> EXTRACTED ENTRIES
§ §

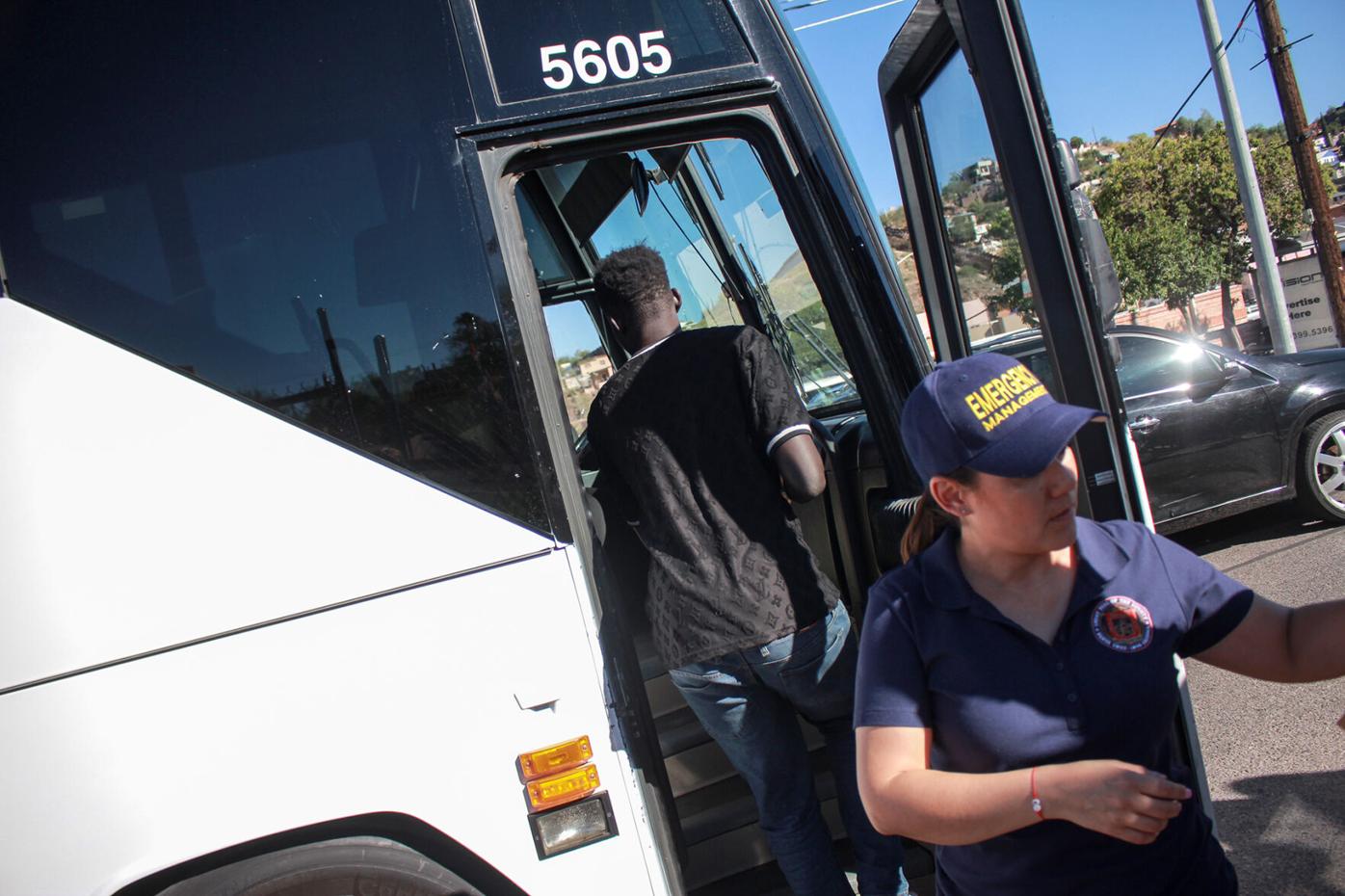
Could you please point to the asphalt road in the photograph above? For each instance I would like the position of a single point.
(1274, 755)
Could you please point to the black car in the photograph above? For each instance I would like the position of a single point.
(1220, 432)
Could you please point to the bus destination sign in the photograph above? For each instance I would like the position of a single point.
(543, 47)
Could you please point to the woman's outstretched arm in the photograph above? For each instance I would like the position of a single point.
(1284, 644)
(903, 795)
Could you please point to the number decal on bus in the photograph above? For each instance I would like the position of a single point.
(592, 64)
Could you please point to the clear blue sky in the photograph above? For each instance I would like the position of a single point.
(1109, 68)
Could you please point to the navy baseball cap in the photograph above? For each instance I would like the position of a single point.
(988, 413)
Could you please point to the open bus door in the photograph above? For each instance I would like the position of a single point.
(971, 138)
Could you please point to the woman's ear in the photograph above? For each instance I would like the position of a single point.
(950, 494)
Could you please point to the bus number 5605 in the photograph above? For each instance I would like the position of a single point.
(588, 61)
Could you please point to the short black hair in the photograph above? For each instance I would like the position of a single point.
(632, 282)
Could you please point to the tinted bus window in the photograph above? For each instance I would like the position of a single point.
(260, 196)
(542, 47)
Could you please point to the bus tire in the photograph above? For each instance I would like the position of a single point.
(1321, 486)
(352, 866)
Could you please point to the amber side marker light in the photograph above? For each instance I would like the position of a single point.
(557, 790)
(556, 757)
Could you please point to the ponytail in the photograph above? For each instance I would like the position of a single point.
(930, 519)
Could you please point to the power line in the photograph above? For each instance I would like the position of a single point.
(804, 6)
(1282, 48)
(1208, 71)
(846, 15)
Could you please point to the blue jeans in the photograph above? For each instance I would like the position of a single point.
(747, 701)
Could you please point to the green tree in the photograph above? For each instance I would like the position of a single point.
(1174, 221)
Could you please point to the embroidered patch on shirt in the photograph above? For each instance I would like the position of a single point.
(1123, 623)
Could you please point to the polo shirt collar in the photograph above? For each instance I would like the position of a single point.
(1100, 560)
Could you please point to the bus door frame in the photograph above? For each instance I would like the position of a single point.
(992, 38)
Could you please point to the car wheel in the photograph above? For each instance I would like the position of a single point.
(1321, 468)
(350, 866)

§ §

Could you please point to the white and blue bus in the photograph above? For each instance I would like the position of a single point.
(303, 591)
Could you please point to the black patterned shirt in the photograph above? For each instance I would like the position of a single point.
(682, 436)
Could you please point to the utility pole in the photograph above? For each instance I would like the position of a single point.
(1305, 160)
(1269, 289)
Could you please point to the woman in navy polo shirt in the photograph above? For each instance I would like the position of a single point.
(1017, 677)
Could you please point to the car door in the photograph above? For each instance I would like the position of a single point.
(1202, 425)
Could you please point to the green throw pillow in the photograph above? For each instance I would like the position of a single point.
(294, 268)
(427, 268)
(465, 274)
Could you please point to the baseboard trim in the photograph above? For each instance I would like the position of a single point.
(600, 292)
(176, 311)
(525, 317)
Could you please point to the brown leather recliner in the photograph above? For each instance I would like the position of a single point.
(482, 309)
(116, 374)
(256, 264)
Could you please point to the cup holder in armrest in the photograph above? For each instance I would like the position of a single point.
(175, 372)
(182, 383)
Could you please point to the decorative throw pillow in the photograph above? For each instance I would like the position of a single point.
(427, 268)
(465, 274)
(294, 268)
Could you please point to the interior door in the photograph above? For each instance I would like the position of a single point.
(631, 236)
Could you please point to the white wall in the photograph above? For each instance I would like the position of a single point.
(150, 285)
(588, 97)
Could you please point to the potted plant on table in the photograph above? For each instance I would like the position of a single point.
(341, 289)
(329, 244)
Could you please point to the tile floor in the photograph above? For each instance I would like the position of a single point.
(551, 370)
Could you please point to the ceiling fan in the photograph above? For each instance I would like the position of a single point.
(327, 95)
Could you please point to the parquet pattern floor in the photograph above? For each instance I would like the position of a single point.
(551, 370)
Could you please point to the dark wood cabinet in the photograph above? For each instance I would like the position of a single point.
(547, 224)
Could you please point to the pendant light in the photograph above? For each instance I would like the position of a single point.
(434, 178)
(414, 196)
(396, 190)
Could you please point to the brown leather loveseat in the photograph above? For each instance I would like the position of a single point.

§ §

> WRITTEN INSTRUCTION
Give as a numbered list the rows starting with the one that contains "Could you please point to the asphalt" and going on through the one that contains "(1274, 755)", both included. Leave out any blank lines.

> IN RESPONSE
1. Could you please point to the asphalt road in the photograph above? For each instance I would like the position of a single point.
2. (1274, 755)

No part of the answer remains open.